EXERCISE REQUIREMENTS: Set down all of the entries below word for word, with the pictures left out.

RECORDS FOR THE EXERCISE:
------------------------------------

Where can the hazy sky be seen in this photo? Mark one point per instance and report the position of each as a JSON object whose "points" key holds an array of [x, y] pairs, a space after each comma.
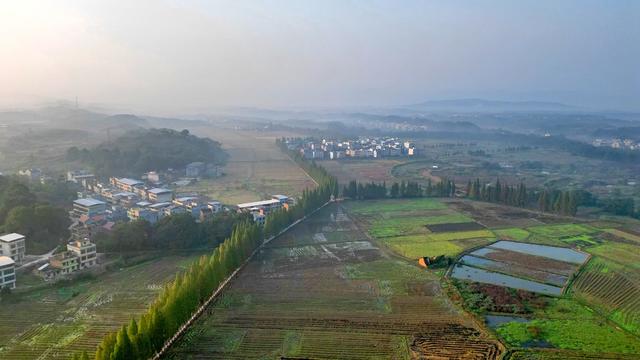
{"points": [[177, 56]]}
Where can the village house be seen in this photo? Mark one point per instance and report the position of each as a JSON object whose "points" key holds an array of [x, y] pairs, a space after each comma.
{"points": [[89, 207], [195, 169], [153, 177], [64, 263], [32, 175], [85, 251], [144, 214], [7, 272], [13, 246], [160, 195], [82, 177], [215, 206], [126, 184], [265, 205]]}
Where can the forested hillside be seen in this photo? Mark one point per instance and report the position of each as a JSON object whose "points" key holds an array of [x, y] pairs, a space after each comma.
{"points": [[148, 149]]}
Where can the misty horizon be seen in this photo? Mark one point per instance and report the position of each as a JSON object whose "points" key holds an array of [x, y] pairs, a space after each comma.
{"points": [[183, 57]]}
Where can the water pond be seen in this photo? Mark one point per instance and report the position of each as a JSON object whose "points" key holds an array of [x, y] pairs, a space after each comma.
{"points": [[469, 273], [551, 252], [493, 321]]}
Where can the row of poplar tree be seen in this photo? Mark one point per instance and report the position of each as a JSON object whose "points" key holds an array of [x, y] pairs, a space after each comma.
{"points": [[557, 201], [181, 298], [372, 190]]}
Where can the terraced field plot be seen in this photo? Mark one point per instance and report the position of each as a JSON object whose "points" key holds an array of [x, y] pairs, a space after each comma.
{"points": [[256, 168], [335, 296], [52, 323], [536, 268], [612, 289], [415, 228]]}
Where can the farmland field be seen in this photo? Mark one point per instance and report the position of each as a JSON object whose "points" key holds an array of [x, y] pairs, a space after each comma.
{"points": [[306, 296], [54, 322], [362, 170], [256, 169]]}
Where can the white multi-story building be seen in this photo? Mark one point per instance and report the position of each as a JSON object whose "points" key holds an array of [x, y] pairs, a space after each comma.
{"points": [[13, 246], [85, 251], [7, 272], [160, 195], [89, 207]]}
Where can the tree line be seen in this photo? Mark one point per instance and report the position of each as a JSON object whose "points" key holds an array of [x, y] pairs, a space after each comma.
{"points": [[563, 202], [365, 191], [27, 213], [179, 299], [179, 231], [148, 149]]}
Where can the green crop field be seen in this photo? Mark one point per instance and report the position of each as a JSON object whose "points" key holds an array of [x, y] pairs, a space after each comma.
{"points": [[55, 321], [622, 253], [512, 234], [566, 324], [613, 290], [414, 247], [398, 226], [461, 235], [561, 230], [341, 300], [372, 207]]}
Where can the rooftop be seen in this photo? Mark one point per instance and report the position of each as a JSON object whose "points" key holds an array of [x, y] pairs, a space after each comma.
{"points": [[89, 202], [11, 237], [159, 205], [5, 260], [130, 182], [258, 203], [159, 191]]}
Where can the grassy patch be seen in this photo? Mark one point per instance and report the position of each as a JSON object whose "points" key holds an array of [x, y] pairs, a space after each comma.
{"points": [[624, 235], [386, 206], [412, 248], [566, 324], [626, 254], [512, 234], [580, 240], [397, 227], [391, 276], [292, 343], [461, 235], [447, 219], [572, 334], [561, 230]]}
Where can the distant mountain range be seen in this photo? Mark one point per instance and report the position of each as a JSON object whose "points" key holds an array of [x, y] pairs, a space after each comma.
{"points": [[489, 105]]}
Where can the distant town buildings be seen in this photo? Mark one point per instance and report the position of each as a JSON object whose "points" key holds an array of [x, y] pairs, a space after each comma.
{"points": [[160, 195], [85, 251], [7, 272], [32, 175], [331, 149], [195, 169], [261, 209], [13, 246], [89, 207], [616, 143]]}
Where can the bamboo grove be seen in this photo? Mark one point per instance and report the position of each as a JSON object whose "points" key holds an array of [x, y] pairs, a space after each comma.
{"points": [[372, 190], [181, 298], [557, 201]]}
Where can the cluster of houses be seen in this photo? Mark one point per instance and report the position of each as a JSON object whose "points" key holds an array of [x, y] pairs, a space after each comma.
{"points": [[12, 252], [100, 205], [330, 149], [260, 209], [626, 144]]}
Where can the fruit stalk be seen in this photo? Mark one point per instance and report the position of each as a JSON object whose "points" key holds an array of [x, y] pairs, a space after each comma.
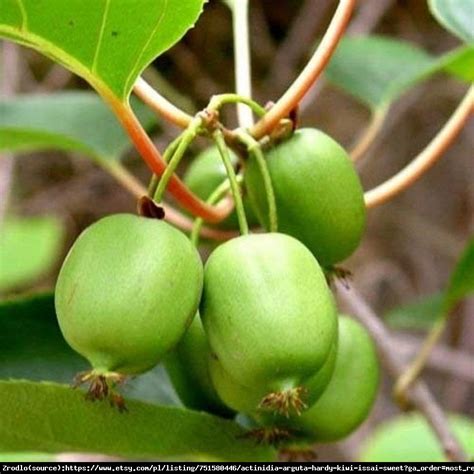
{"points": [[184, 140]]}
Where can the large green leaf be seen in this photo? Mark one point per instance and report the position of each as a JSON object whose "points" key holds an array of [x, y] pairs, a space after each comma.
{"points": [[376, 70], [77, 121], [54, 418], [32, 347], [28, 248], [107, 42], [460, 63], [457, 16], [408, 438]]}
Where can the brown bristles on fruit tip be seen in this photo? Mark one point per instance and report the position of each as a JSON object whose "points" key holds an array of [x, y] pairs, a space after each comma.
{"points": [[268, 435], [285, 402], [102, 387]]}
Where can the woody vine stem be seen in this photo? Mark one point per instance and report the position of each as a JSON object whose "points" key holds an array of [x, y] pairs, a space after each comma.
{"points": [[420, 394]]}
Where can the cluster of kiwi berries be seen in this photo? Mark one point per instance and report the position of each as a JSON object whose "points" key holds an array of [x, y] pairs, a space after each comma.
{"points": [[256, 331]]}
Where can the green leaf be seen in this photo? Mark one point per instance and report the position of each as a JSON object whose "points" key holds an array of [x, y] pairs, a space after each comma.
{"points": [[377, 70], [408, 438], [71, 121], [32, 347], [108, 43], [457, 16], [461, 283], [420, 314], [54, 418], [28, 248]]}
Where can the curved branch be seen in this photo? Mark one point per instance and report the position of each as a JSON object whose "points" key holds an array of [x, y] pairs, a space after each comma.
{"points": [[160, 105], [291, 98], [427, 158], [173, 216]]}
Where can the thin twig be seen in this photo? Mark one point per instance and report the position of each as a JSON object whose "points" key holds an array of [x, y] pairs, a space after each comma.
{"points": [[242, 61], [136, 189], [291, 98], [442, 359], [419, 395], [427, 158], [160, 105], [368, 136]]}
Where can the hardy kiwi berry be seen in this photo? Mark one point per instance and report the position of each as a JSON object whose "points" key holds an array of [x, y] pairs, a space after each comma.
{"points": [[187, 366], [350, 394]]}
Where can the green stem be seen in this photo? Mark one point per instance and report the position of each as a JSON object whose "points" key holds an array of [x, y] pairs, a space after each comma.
{"points": [[255, 149], [234, 185], [185, 139], [218, 101], [215, 196], [166, 157]]}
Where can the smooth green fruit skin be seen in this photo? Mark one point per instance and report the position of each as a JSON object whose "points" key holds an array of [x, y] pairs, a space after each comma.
{"points": [[267, 311], [206, 173], [246, 400], [409, 438], [351, 392], [187, 367], [127, 291], [319, 197]]}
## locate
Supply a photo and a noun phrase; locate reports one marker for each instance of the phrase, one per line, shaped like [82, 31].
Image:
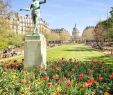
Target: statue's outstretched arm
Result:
[42, 1]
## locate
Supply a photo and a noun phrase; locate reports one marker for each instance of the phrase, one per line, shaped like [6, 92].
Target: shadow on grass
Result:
[105, 59]
[80, 49]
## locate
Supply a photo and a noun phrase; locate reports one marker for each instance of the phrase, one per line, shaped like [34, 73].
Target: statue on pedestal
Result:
[35, 43]
[35, 6]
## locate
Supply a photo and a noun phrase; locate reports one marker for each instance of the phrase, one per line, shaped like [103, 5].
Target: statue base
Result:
[35, 50]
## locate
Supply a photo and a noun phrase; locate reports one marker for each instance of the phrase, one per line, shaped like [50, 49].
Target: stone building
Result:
[22, 24]
[76, 37]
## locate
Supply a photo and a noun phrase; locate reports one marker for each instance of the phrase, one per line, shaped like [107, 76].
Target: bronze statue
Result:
[35, 6]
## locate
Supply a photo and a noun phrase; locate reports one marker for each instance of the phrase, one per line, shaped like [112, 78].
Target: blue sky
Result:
[67, 13]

------------------------------------

OUTPUT OF THE TASK:
Where can the hazy sky be seen in this photo? Mark one point per instance and report the position of each as a JSON object whose "points" key holds an array of [x, y] pairs, a space after each comma.
{"points": [[177, 56]]}
Where can the village house be seen in this photo? Mark one point per instance and report the position of each as a JSON object whose "points" key holds an array of [x, y] pairs, a space after each comma.
{"points": [[89, 207], [195, 169], [153, 177], [64, 263], [32, 175], [85, 251], [144, 214], [7, 272], [13, 246], [160, 195], [82, 177], [215, 206], [126, 184], [265, 205]]}
Where can the forested hillside be seen in this photo? Mark one point per instance and report the position of each as a JSON object whose "points" key holds an array of [x, y] pairs, a space after each comma.
{"points": [[148, 149]]}
Where can the misty horizon be seen in this photo? Mark one point per instance and report the position of each as a JSON object whose "points" key holds an array of [x, y] pairs, a space after each comma.
{"points": [[183, 57]]}
Where can the water pond be seen in this photo? Mark one point per instance and report the position of each as a JSON object whose "points" key holds an array of [x, y] pairs, a space after each comma.
{"points": [[469, 273], [551, 252], [493, 321]]}
Where can the row of poplar tree be seen in this photo? Mark one point per instance and report the position of each as a JSON object whose "points" key holds an array of [x, y] pairs, a space after each comma.
{"points": [[557, 201], [181, 298], [372, 190]]}
Where can the terraced field plot be seen in this photo? Mark one point per instance and report the position of each as a JSON object whose "points" key holds an array of [x, y] pairs, a space after each comma.
{"points": [[256, 168], [335, 296], [52, 323], [536, 268], [612, 289], [415, 228]]}
Where can the farmland field be seen in this photo? Mark one point per instance and report the position of each as a JSON object whose "points" key holds an array of [x, y] pairs, a space after each comma.
{"points": [[306, 296], [54, 322], [362, 170], [256, 169]]}
Where can the white multi-story building be seen in this photo? Mark one point per instance and report the position of each as a JSON object whose "points" key holds an array of [x, y] pairs, a space after each comma.
{"points": [[13, 246], [85, 251], [7, 272], [160, 195], [89, 207]]}
Where can the tree line be seen in this photo? Mark one point per instance and report the position of each as a JSON object whose "points" key holds an array of [x, y] pairs, a space after each comma.
{"points": [[563, 202], [365, 191], [27, 213], [179, 299], [179, 231], [148, 149]]}
Where can the green crop field be seen in this photo? Mark one point per instance and report the position of each as a JSON object whose "points" key holds an array of [x, y] pairs, a space after each comma.
{"points": [[55, 321], [622, 253], [512, 234], [566, 324], [613, 290], [414, 247], [398, 226], [461, 235], [561, 230], [341, 300], [372, 207]]}
Where can the rooftop be seen in this photo? Mark one point per instance and report the position of each as a JSON object whose "points" key holds an array of [x, y] pairs, a space after each comma.
{"points": [[89, 202], [11, 237], [159, 205], [5, 260], [130, 182], [258, 203], [159, 191]]}
Where can the grassy patch be seen in this photo? Mark one point per instance and report the position of each as a JSON object whose "points" key holds an array of [x, y] pairs, a space after each comma.
{"points": [[624, 235], [386, 206], [412, 248], [566, 324], [626, 254], [512, 234], [580, 240], [397, 227], [391, 276], [292, 343], [461, 235], [447, 219], [572, 334], [561, 230]]}
Where can the distant mountain range be seen in this photo? Mark one point per instance and report the position of each as a JSON object whose "points" key holds an array of [x, y] pairs, a space after each comma.
{"points": [[489, 105]]}
Where can the distant town buildings be seen in this photo? Mark one point per instance and report the position of each as a JSON object whose "points" key holds an array of [x, y] pairs, a space after each comma.
{"points": [[160, 195], [85, 251], [7, 272], [32, 175], [331, 149], [195, 169], [261, 209], [13, 246], [89, 207], [616, 143]]}
Where can the bamboo grove be seen in this photo? Mark one point per instance and report the position of each as a JSON object whose "points" key holds an array of [x, y] pairs, a space after each comma.
{"points": [[372, 190], [181, 298], [557, 201]]}
Where can the cluster of houses be seen in this photo? Mark one point per instance and report the position of each as a JSON object whose "points" key holds an array of [x, y] pairs, a space after each comma.
{"points": [[12, 252], [100, 205], [330, 149], [260, 209], [626, 144]]}
Where can the fruit stalk be seen in this photo? Mark one point per instance and report the position of each as a JSON object whose "points" key holds an array of [x, y] pairs, a space after each comma.
{"points": [[184, 140]]}
Where can the large green leaf be seen in this photo? Mark one point per instance and report the position of each as a JSON object whose "points" key holds an array of [x, y] pairs, a space after each comma.
{"points": [[376, 70], [77, 121], [54, 418], [32, 347], [28, 248], [107, 42], [460, 63], [457, 16], [408, 438]]}
Where can the brown bristles on fruit tip be seen in this photo? Mark one point per instance and report the position of each as a JSON object whose "points" key holds an array of [x, y] pairs, a space after each comma.
{"points": [[268, 435], [285, 402], [102, 387]]}
Where can the woody vine stem be seen in this photo? Mark one point per instance and report the position of each as a JSON object whose "points" key holds an array of [x, y] pairs, a space after each comma.
{"points": [[420, 394]]}
Where can the cluster of kiwi berries be seen in this photo? Mark one point per instance and report the position of each as a JSON object whose "points" key holds an array of [x, y] pairs, a space after each comma.
{"points": [[256, 331]]}
Where can the green leaf be seen in this photo? Mark one point per instance and report the position of each as a JSON object whose "points" key holds an array of [x, y] pairs, a space after each comma.
{"points": [[377, 70], [408, 438], [71, 121], [32, 347], [108, 43], [457, 16], [461, 283], [420, 314], [54, 418], [28, 248]]}
Where can the curved branch be seen in this photo? Mark one point per instance and report the position of each as a JSON object whose "points" key holds an array of [x, y] pairs, a space after each comma.
{"points": [[160, 105], [291, 98], [427, 158], [173, 216]]}
Where can the thin twig be seen in this photo? Mark one point per instance and report the position of each as a JSON object whose "points" key holds an array of [x, y] pairs, a space after each comma.
{"points": [[242, 61], [136, 189], [291, 98], [442, 359], [419, 395], [427, 158], [160, 105], [368, 136]]}
Where can the hardy kiwi berry be seen in this photo? Mark one point per instance and report the position of each as a JSON object whose "points" key holds an array of [x, y] pairs, a space after each comma.
{"points": [[187, 366], [350, 394]]}
Where can the green stem be seen in this photo? Mark one point per instance and report the position of each as a JSON object whose "points" key holds an array of [x, y] pairs, a space after each comma.
{"points": [[255, 149], [234, 185], [185, 139], [218, 101], [215, 196], [166, 157]]}
Where can the smooth green fruit skin be seen in this photo? Mark one point per instance and report the position of each as a JSON object whose "points" key holds an array of [x, y] pairs, a space after each comma.
{"points": [[267, 311], [206, 173], [246, 400], [409, 438], [351, 392], [187, 367], [127, 291], [319, 197]]}
## locate
Supply a photo and a noun phrase; locate reports one marker for each instance of the phrase, one per line, shaped like [82, 31].
Image:
Target: statue's outstretched arm
Result:
[42, 1]
## locate
Supply a photo and a noun phrase; locate reports one marker for each instance of the phrase, one per line, shaped like [6, 92].
Target: shadow on grass
Result:
[105, 59]
[80, 49]
## locate
Supply a photo and a noun phrase; locate reports one marker for each instance of the phrase, one per line, shaped like [34, 73].
Target: statue on pedestal
Result:
[35, 43]
[35, 6]
## locate
Supply a photo and a noun phrase; locate reports one marker for each instance of the phrase, one per line, shaped like [103, 5].
Target: statue base
Result:
[35, 50]
## locate
Supply a photo and a noun phrase; locate reports one marker for each instance of the phrase, one per line, shaped like [50, 49].
Target: stone building
Result:
[22, 24]
[76, 37]
## locate
Supply a photo and a noun phrase; locate reports one marker for each instance of the phrase, one per line, shaped like [107, 76].
Target: bronze statue
Result:
[35, 6]
## locate
Supply a photo and a noun phrase; locate reports one marker for each instance of the phrase, one per line, shaped like [112, 78].
Target: blue sky
Result:
[67, 13]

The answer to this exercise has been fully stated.